* [Work request]
Without the images, repeat every line of the listing exactly.

* [Dataset]
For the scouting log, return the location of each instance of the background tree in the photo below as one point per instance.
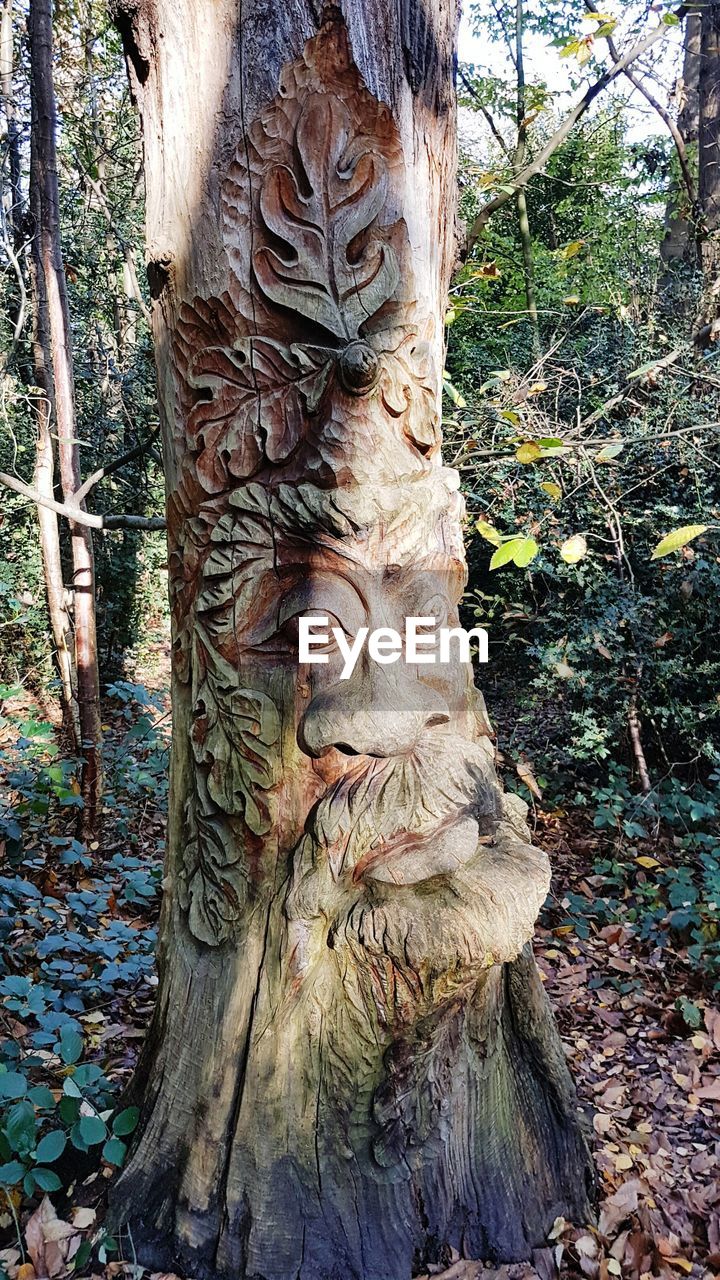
(341, 936)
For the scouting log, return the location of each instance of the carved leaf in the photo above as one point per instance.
(235, 734)
(408, 389)
(215, 882)
(335, 268)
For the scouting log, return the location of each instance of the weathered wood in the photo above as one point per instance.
(352, 1065)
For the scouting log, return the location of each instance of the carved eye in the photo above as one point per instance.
(433, 608)
(286, 640)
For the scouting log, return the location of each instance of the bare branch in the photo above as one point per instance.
(122, 242)
(661, 112)
(76, 513)
(484, 113)
(566, 127)
(80, 494)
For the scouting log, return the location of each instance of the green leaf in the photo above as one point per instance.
(92, 1130)
(82, 1256)
(505, 553)
(609, 452)
(77, 1139)
(525, 553)
(69, 1110)
(454, 394)
(528, 452)
(126, 1121)
(10, 1173)
(46, 1179)
(41, 1097)
(71, 1045)
(677, 539)
(520, 551)
(114, 1151)
(19, 1127)
(50, 1147)
(573, 549)
(13, 1086)
(488, 533)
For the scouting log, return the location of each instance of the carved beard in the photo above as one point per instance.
(406, 819)
(410, 881)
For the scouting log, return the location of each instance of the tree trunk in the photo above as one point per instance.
(7, 60)
(45, 464)
(680, 240)
(707, 328)
(352, 1065)
(518, 164)
(50, 266)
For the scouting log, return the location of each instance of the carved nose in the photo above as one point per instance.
(370, 716)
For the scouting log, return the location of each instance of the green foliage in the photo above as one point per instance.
(661, 874)
(67, 951)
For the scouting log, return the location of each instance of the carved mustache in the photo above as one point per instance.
(406, 819)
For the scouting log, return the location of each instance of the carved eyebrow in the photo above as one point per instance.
(327, 590)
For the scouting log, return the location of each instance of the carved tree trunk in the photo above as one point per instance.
(352, 1066)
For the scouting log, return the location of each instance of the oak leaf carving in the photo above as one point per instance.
(235, 737)
(333, 268)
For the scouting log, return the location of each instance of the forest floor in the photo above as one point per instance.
(641, 1031)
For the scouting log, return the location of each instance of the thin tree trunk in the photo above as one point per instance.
(58, 612)
(50, 264)
(522, 200)
(7, 58)
(707, 325)
(352, 1065)
(46, 519)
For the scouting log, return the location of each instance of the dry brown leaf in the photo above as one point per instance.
(83, 1217)
(51, 1243)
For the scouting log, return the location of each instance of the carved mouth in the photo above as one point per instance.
(409, 858)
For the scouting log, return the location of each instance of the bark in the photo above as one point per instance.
(7, 60)
(522, 200)
(707, 327)
(352, 1066)
(50, 266)
(682, 213)
(58, 612)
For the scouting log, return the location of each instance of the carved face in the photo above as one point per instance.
(309, 420)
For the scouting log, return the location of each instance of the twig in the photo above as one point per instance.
(113, 466)
(76, 513)
(566, 127)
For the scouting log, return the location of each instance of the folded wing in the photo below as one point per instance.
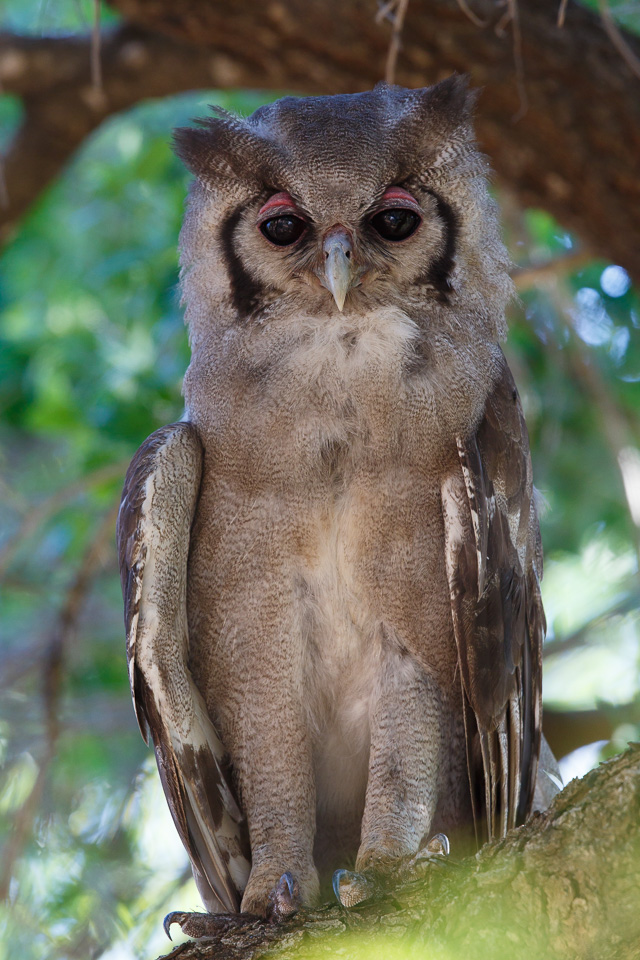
(153, 531)
(494, 567)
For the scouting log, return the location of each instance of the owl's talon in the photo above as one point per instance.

* [Answer space]
For the scouting log, return the location of each instance of the background tree in the photo below as one point per instance.
(341, 936)
For the scouting log, return the location of each instance of the carved leaf in the photo above as one point per instance.
(235, 734)
(408, 389)
(215, 882)
(335, 268)
For the scouting log, return the location of each instance of the weathered wood in the photo above as one point per instance.
(352, 1065)
For the scouting log, return the location of each instance of the carved eye in the photo above as one point per instance.
(433, 608)
(286, 640)
For the scouting log, return the location of each instance of the bare branch in the photo above as one point per instance.
(122, 242)
(661, 112)
(76, 513)
(484, 113)
(566, 127)
(80, 494)
For the scouting log, return the location of each instance of the green leaf in the photo above as one point per instance.
(92, 1130)
(82, 1256)
(505, 553)
(609, 452)
(77, 1139)
(525, 553)
(69, 1110)
(454, 394)
(528, 452)
(126, 1121)
(10, 1173)
(46, 1179)
(41, 1097)
(71, 1045)
(677, 539)
(520, 551)
(114, 1151)
(19, 1127)
(50, 1147)
(573, 549)
(13, 1086)
(488, 533)
For the scouting log, return the location of each instance of the carved beard in the photo above as one point per instance.
(406, 819)
(410, 881)
For the scouting log, return the location of each instance of the tree trunk in the photo above as one point per instance.
(7, 60)
(45, 464)
(680, 240)
(707, 328)
(352, 1065)
(518, 164)
(50, 266)
For the scouting log, return the location of each instance of the carved nose in the photo above as one point per instance.
(370, 716)
For the scouting log, return the location of each instance of the green foliage in the photo above as one point per instance.
(661, 874)
(67, 951)
For the scouting log, return the location of each instance of the carved mustache in the photo above as one point per instance.
(406, 819)
For the scouting log, return the location of each instance of the carved eyebrow in the photo above as one point per instance.
(327, 590)
For the scouting log, return the location of each instance of the carved tree trunk in the photo above as one point per instance.
(352, 1066)
For the scouting log, return the location of each instance of the oak leaf carving in the photo above as one point per instance.
(235, 737)
(333, 268)
For the scouting log, return the location of each instance of the forest floor in the photo above as one point per instance.
(641, 1031)
For the scouting log, return the location of each instance of the thin tree trunk in the photo above as one point per instance.
(58, 612)
(50, 264)
(522, 200)
(7, 58)
(707, 325)
(352, 1065)
(46, 519)
For the scouting log, return the location of each instance of the dry brown leaf in the photo above as one point per instance.
(83, 1217)
(51, 1243)
For the scouting log, return the location of each instance of the carved mouth in the photo above as one point per instance.
(409, 858)
For the scouting log, return the location of each instance of the bark in the photo above as one point per instance.
(7, 60)
(522, 200)
(707, 327)
(352, 1066)
(50, 266)
(682, 213)
(58, 612)
For the scouting log, return the location of each instance of the carved face in the photo above as one point per instance.
(309, 420)
For the scouting log, return the location of each instance of the twig in the photo above as one point per instance.
(113, 466)
(76, 513)
(566, 127)
For the scouting log, return the location of each instance of the folded wing in the photo below as one point per instance.
(153, 531)
(494, 567)
For the scouting log, return the location of each instance of the owl's talon in the photo above as one point per instance.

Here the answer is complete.